## SOURCE EXTRACT
--- START ---

Good morning readers. I’ll take member questions in comments and during this afternoon’s live chat. Subscribers can expect an invitation later today.
On my mind today: It seems as though the story of the illegal capturing of the U.S. government will break one way or another in March. If you’re a regular reader, you know I have my eyes on the March 14 deadline to fund the government, and whether Democrats will provide votes to do so without securing any mechanism to assure Donald Trump’s compliance with the law—effectively sanctioning his criminality.
But we’ll also soon learn a lot about the judiciary’s posture toward all this lawbreaking. Short version: Wednesday night was supposed to be the drop-dead date for the Trump administration to disburse the foreign aid it had frozen, or to send officials to testify under oath about their failure to do so. The administration had, for almost two weeks, failed to comply in good faith with a restraining order requiring disbursement of the funds. So this week the judge in the case granted a request to enforce the order—deadline midnight last night.
The Trump administration scrambled all day to pause that enforcement order. The circuit court declined the request, but Chief Justice Roberts obliged—for a few days at least.
Naturally I suspect Roberts, out of cowardice or partisanship, gave Trump special treatment—e.g. that if the Biden administration had flouted a TRO and sought relief from enforcement, Roberts would have offered no stay at all. But he ordered the parties to brief him on the matter by noon tomorrow. I suspect if Roberts exempts Trump from enforcement of this order altogether, Trump will never willingly comply with one again. By contrast, if SCOTUS says comply, Trump will have to decide whether to comply, or to assert the dictatorial power to ignore the entire judiciary, and see what happens. There may be middle ways for Roberts to rule between that binary, but in either case this is coming to a head quickly.
So will the Trump administration be hemmed in by Congress, the courts, or both? We’ll find out very soon.
Then, in no particular order:
House Republicans adopted a budget Tuesday night. Juuuust barely. But they got it done. That is step one in a confusing and multi-step process that could end with House and Senate Republicans passing a “reconciliation bill” (read: a filibuster-proof bill) to give rich people a huge tax cut, and offset part of the cost by throwing millions of poor people off of Medicaid.
I’ve seen readers and even some professional commentators refer to what Republicans passed Tuesday as a “bill” (it’s not a bill, it’s a non-binding resolution), and conflate this budget-reconciliation process with the appropriations deadline (that is, the government-funding deadline) two weeks from now.

--- END ---

## PROVIDED RECORDS

--- START ---

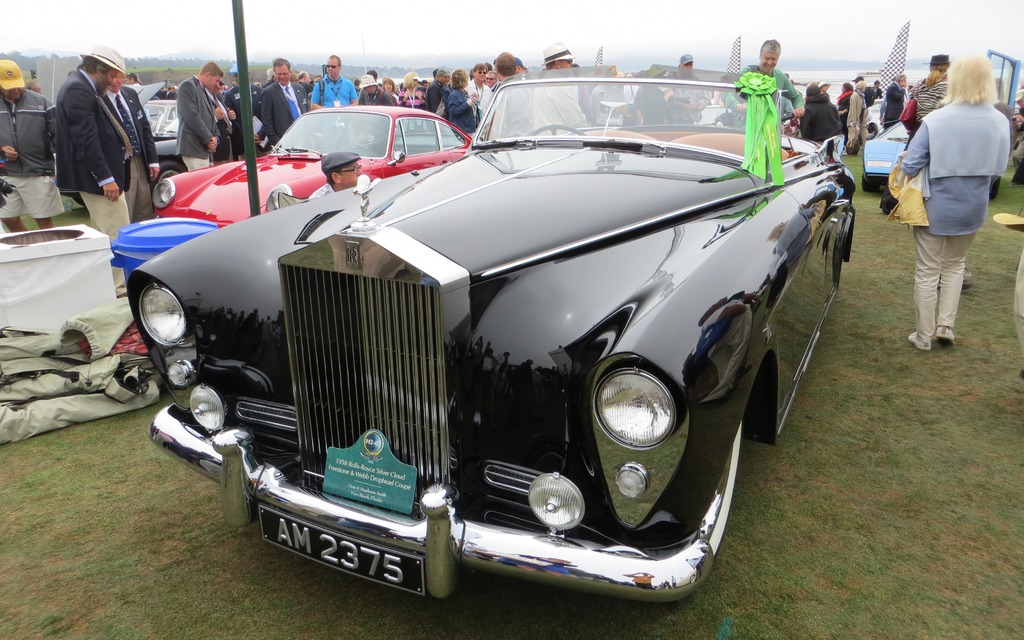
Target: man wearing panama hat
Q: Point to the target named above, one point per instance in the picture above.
(93, 150)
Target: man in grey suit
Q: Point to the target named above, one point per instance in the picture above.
(283, 102)
(198, 114)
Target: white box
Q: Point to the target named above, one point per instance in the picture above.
(48, 275)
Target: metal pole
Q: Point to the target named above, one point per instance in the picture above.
(246, 119)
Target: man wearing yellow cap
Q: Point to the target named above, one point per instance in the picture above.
(28, 130)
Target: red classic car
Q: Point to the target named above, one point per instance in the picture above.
(391, 141)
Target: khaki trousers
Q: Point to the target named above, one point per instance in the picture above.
(193, 163)
(138, 197)
(939, 257)
(109, 217)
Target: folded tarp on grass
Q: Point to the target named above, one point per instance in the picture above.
(92, 368)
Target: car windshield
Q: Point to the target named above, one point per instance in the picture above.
(657, 107)
(326, 131)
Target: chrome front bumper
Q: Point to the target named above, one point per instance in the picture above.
(442, 538)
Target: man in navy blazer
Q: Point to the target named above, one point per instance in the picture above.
(92, 148)
(283, 102)
(144, 166)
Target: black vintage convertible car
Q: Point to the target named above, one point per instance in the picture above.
(539, 360)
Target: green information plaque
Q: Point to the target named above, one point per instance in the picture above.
(369, 472)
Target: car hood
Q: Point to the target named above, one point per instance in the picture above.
(221, 193)
(491, 210)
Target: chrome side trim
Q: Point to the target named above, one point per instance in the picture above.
(443, 538)
(270, 414)
(509, 478)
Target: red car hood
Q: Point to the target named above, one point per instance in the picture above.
(220, 194)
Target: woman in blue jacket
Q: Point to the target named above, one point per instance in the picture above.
(461, 109)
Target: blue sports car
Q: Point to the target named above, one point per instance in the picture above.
(881, 155)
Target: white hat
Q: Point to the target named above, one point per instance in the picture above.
(556, 51)
(108, 56)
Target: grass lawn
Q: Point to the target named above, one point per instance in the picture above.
(891, 507)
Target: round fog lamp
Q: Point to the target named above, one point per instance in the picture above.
(207, 408)
(180, 374)
(632, 479)
(556, 501)
(163, 316)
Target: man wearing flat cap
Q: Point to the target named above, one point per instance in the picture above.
(558, 104)
(28, 131)
(342, 171)
(93, 150)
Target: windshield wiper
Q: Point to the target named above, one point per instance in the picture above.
(636, 146)
(516, 143)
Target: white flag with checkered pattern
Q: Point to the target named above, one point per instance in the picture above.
(897, 57)
(733, 67)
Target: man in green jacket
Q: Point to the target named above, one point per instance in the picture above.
(767, 61)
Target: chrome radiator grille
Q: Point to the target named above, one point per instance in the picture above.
(368, 352)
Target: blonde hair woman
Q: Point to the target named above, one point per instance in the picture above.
(965, 147)
(411, 94)
(387, 86)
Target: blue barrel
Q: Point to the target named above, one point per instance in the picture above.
(141, 241)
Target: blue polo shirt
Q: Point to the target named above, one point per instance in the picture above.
(342, 91)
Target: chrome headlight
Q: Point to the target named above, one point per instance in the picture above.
(163, 194)
(272, 202)
(635, 409)
(556, 501)
(207, 408)
(163, 316)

--- END ---

## ACTIVITY 1
Using the newsletter text, decide whether each statement agrees with it: (a) The circuit court declined the Trump administration's request to pause the enforcement order. (b) What House Republicans adopted Tuesday night was a bill. (c) Roberts ordered the parties to brief him on the matter by noon tomorrow. For each, answer yes or no and quote the deciding words.
## ACTIVITY 2
From the newsletter text, extract the stretch from "So will the" through "weeks from now.".
## ACTIVITY 3
According to the newsletter text, on what date is the deadline to fund the government?

## RESULT 1
(a) Yes: "The circuit court declined the request"
(b) No: "it’s not a bill, it’s a non-binding resolution"
(c) Yes: "he ordered the parties to brief him on the matter by noon tomorrow"

## RESULT 2
So will the Trump administration be hemmed in by Congress, the courts, or both? We’ll find out very soon.
Then, in no particular order:
House Republicans adopted a budget Tuesday night. Juuuust barely. But they got it done. That is step one in a confusing and multi-step process that could end with House and Senate Republicans passing a “reconciliation bill” (read: a filibuster-proof bill) to give rich people a huge tax cut, and offset part of the cost by throwing millions of poor people off of Medicaid.
I’ve seen readers and even some professional commentators refer to what Republicans passed Tuesday as a “bill” (it’s not a bill, it’s a non-binding resolution), and conflate this budget-reconciliation process with the appropriations deadline (that is, the government-funding deadline) two weeks from now.

## RESULT 3
March 14.